These are the key concepts you need to understand to accurately answer the question.

Simple Random Sample
When statisticians want to estimate characteristics of a large population, they often use a simple random sample (SRS). This is a foundational method to obtain a representative group of individuals from a population where each member is equally likely to be chosen. An SRS allows for the assumption that the sample's properties can be generalized to the whole population.

Take our textbook exercise example: out of a population, we draw a simple random sample of 400 individuals. This means every individual had an equal chance of being selected, and such randomness is crucial to avoid biases that might skew our estimation or confidence intervals. It's a fair way of giving everyone a chance to be included in the sample. Additionally, the size of the sample (400 in this case) needs to be large enough to provide a reliable estimate of the population proportion.
Confidence Interval
A confidence interval is a range of values that is believed to contain the true population parameter with a specified level of certainty. It adds precision to our point estimate by providing a margin of error. For example, in our exercise, we calculated a 95% confidence interval for the proportion of 'Yes' responses in the population.

The phrase '95% confident' doesn't mean that there's a 95% chance the true proportion lies within our interval. Instead, it implies that if we were to take many samples and build an interval in the same way from each sample, about 95% of those intervals would contain the true population proportion. The actual interval from our one sample might or might not contain it, but we have no way of knowing. It's a statement of reliability or precision, not a probability.

> **Listed records**
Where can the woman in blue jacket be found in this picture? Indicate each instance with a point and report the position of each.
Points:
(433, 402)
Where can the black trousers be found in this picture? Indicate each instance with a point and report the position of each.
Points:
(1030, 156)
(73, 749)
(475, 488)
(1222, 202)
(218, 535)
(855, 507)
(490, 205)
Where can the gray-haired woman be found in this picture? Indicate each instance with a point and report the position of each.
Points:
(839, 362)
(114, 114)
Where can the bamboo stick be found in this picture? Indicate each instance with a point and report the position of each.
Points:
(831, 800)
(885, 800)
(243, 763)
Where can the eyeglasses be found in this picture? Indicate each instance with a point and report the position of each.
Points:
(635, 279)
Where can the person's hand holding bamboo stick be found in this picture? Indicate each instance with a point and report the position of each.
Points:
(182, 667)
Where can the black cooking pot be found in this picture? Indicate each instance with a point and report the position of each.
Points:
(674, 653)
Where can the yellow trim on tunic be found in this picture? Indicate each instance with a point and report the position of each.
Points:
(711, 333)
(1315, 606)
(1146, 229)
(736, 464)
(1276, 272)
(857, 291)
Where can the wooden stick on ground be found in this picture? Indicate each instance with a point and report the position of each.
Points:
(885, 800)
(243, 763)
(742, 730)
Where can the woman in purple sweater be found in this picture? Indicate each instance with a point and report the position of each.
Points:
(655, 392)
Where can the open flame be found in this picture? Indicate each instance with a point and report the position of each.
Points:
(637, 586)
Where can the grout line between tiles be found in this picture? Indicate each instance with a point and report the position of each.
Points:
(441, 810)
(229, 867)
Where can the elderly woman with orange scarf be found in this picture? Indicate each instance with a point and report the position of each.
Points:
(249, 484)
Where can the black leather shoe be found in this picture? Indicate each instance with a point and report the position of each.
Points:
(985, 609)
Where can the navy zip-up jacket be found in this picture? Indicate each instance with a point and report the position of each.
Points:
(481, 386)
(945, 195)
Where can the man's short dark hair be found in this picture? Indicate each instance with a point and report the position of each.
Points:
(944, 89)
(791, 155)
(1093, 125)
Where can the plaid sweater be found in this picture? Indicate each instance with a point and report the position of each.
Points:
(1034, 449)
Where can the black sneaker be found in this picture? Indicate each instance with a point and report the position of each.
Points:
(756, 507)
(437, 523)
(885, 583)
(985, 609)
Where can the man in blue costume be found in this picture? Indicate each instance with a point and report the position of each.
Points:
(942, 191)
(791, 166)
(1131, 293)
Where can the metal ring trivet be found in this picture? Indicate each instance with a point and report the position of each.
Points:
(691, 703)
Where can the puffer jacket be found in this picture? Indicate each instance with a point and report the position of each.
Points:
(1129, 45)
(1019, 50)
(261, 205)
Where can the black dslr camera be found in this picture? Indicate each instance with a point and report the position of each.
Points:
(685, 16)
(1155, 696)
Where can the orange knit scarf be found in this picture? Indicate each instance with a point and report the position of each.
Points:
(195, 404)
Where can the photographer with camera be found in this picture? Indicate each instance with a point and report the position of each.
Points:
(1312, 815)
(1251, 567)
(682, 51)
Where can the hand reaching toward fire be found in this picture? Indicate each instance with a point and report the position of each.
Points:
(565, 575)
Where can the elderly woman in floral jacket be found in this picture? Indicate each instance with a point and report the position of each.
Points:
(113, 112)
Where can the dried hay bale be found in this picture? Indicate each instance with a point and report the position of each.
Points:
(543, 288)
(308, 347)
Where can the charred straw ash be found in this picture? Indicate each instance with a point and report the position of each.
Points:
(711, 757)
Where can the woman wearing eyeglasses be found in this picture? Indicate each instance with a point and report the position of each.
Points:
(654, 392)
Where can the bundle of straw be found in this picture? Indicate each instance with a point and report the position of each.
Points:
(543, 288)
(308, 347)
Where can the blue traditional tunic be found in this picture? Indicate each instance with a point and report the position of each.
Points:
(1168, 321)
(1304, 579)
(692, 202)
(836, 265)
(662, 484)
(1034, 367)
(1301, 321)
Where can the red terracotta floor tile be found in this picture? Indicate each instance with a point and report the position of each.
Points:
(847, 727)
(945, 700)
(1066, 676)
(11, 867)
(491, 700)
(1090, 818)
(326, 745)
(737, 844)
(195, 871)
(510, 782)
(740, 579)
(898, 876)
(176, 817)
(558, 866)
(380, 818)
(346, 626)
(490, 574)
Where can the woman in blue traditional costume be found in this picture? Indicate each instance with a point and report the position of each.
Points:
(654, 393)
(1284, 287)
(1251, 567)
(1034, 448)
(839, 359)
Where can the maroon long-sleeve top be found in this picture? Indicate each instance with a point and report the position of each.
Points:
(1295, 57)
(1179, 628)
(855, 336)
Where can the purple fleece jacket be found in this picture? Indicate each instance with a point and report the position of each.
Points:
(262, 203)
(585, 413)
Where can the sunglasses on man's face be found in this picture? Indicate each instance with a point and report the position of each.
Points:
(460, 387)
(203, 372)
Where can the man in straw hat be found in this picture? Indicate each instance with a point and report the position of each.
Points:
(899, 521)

> **Task prompt**
Copy everything in the passage on sampling and confidence intervals from "The phrase '95%" down to "not a probability.", word for word. The data after the text is separate material.

> **Response to the task**
The phrase '95% confident' doesn't mean that there's a 95% chance the true proportion lies within our interval. Instead, it implies that if we were to take many samples and build an interval in the same way from each sample, about 95% of those intervals would contain the true population proportion. The actual interval from our one sample might or might not contain it, but we have no way of knowing. It's a statement of reliability or precision, not a probability.